RECORD SET:
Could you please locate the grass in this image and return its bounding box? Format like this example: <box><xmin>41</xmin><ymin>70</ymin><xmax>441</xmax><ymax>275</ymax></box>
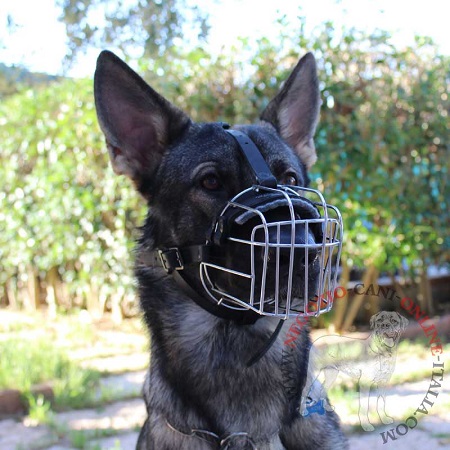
<box><xmin>0</xmin><ymin>337</ymin><xmax>101</xmax><ymax>411</ymax></box>
<box><xmin>0</xmin><ymin>311</ymin><xmax>147</xmax><ymax>414</ymax></box>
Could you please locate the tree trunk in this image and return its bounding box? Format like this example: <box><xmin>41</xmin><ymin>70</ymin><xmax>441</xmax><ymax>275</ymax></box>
<box><xmin>47</xmin><ymin>266</ymin><xmax>59</xmax><ymax>318</ymax></box>
<box><xmin>6</xmin><ymin>278</ymin><xmax>19</xmax><ymax>310</ymax></box>
<box><xmin>342</xmin><ymin>265</ymin><xmax>378</xmax><ymax>331</ymax></box>
<box><xmin>418</xmin><ymin>264</ymin><xmax>435</xmax><ymax>316</ymax></box>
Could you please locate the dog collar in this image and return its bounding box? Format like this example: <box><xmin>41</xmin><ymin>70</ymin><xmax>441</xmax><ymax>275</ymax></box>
<box><xmin>166</xmin><ymin>420</ymin><xmax>278</xmax><ymax>450</ymax></box>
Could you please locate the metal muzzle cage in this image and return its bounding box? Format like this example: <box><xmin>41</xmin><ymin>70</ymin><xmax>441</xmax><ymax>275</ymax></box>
<box><xmin>200</xmin><ymin>185</ymin><xmax>343</xmax><ymax>319</ymax></box>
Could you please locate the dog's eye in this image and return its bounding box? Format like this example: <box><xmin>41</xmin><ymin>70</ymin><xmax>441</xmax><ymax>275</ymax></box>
<box><xmin>281</xmin><ymin>172</ymin><xmax>298</xmax><ymax>186</ymax></box>
<box><xmin>202</xmin><ymin>174</ymin><xmax>222</xmax><ymax>191</ymax></box>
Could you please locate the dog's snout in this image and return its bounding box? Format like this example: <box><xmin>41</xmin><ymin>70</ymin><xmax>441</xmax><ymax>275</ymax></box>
<box><xmin>263</xmin><ymin>223</ymin><xmax>318</xmax><ymax>265</ymax></box>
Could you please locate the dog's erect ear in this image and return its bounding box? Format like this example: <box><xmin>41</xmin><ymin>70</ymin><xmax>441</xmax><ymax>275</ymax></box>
<box><xmin>261</xmin><ymin>53</ymin><xmax>320</xmax><ymax>169</ymax></box>
<box><xmin>94</xmin><ymin>51</ymin><xmax>190</xmax><ymax>189</ymax></box>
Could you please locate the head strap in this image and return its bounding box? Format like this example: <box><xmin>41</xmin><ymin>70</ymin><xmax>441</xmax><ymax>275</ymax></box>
<box><xmin>225</xmin><ymin>129</ymin><xmax>277</xmax><ymax>189</ymax></box>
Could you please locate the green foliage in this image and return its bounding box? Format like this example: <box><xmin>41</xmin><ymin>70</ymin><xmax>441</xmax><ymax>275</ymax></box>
<box><xmin>0</xmin><ymin>80</ymin><xmax>142</xmax><ymax>295</ymax></box>
<box><xmin>0</xmin><ymin>338</ymin><xmax>100</xmax><ymax>408</ymax></box>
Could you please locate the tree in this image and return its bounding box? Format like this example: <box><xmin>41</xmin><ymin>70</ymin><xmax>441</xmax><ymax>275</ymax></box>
<box><xmin>57</xmin><ymin>0</ymin><xmax>208</xmax><ymax>63</ymax></box>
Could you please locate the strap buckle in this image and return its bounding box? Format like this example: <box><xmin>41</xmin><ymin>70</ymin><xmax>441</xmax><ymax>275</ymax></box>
<box><xmin>158</xmin><ymin>247</ymin><xmax>184</xmax><ymax>274</ymax></box>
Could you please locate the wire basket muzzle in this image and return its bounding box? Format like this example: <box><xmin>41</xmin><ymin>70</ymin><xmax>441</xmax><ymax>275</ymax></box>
<box><xmin>200</xmin><ymin>186</ymin><xmax>343</xmax><ymax>319</ymax></box>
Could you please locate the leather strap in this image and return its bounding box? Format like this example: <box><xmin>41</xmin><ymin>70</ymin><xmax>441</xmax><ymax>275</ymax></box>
<box><xmin>145</xmin><ymin>244</ymin><xmax>211</xmax><ymax>274</ymax></box>
<box><xmin>225</xmin><ymin>129</ymin><xmax>277</xmax><ymax>189</ymax></box>
<box><xmin>144</xmin><ymin>245</ymin><xmax>262</xmax><ymax>325</ymax></box>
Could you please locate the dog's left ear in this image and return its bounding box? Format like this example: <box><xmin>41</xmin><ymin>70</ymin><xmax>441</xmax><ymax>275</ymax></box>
<box><xmin>94</xmin><ymin>51</ymin><xmax>190</xmax><ymax>192</ymax></box>
<box><xmin>261</xmin><ymin>53</ymin><xmax>320</xmax><ymax>169</ymax></box>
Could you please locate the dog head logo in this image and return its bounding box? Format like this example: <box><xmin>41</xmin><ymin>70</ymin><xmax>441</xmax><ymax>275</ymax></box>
<box><xmin>370</xmin><ymin>311</ymin><xmax>408</xmax><ymax>349</ymax></box>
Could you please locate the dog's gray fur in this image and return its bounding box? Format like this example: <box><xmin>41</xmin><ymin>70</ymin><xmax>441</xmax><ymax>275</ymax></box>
<box><xmin>95</xmin><ymin>52</ymin><xmax>347</xmax><ymax>450</ymax></box>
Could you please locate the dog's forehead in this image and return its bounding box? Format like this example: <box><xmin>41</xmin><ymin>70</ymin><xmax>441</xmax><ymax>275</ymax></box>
<box><xmin>162</xmin><ymin>123</ymin><xmax>306</xmax><ymax>181</ymax></box>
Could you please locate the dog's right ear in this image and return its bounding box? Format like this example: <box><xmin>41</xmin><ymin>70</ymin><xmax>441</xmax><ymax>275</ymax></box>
<box><xmin>94</xmin><ymin>51</ymin><xmax>191</xmax><ymax>193</ymax></box>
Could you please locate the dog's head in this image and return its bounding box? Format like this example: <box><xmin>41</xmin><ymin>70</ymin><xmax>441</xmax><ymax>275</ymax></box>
<box><xmin>95</xmin><ymin>52</ymin><xmax>342</xmax><ymax>318</ymax></box>
<box><xmin>370</xmin><ymin>311</ymin><xmax>408</xmax><ymax>349</ymax></box>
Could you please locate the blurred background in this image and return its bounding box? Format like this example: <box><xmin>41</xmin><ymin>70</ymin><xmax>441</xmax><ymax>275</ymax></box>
<box><xmin>0</xmin><ymin>0</ymin><xmax>450</xmax><ymax>450</ymax></box>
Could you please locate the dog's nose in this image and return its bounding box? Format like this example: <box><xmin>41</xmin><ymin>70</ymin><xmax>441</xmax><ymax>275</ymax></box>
<box><xmin>262</xmin><ymin>223</ymin><xmax>318</xmax><ymax>265</ymax></box>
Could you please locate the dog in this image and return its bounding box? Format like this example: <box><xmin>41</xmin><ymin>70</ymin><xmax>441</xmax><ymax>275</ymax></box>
<box><xmin>94</xmin><ymin>51</ymin><xmax>347</xmax><ymax>450</ymax></box>
<box><xmin>301</xmin><ymin>311</ymin><xmax>408</xmax><ymax>431</ymax></box>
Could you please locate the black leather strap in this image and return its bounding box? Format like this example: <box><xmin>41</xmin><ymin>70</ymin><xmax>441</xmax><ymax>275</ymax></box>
<box><xmin>225</xmin><ymin>129</ymin><xmax>277</xmax><ymax>189</ymax></box>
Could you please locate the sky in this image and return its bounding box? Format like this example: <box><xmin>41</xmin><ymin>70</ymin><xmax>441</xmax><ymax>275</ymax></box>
<box><xmin>0</xmin><ymin>0</ymin><xmax>450</xmax><ymax>76</ymax></box>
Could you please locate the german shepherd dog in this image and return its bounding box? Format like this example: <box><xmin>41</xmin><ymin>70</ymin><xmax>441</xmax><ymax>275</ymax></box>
<box><xmin>94</xmin><ymin>51</ymin><xmax>347</xmax><ymax>450</ymax></box>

THE REQUEST: Return everything from the line containing "Could you please locate the sky" down through the last line of the items above, that first line included, copied word for word.

COMPLETE OUTPUT:
Could you please locate the sky in this image and return its bounding box? Format like this example: <box><xmin>41</xmin><ymin>70</ymin><xmax>441</xmax><ymax>275</ymax></box>
<box><xmin>0</xmin><ymin>0</ymin><xmax>450</xmax><ymax>76</ymax></box>
Could you please locate the german shepherd dog in this image and return its bounding box? Format like this example: <box><xmin>41</xmin><ymin>70</ymin><xmax>441</xmax><ymax>275</ymax></box>
<box><xmin>94</xmin><ymin>51</ymin><xmax>347</xmax><ymax>450</ymax></box>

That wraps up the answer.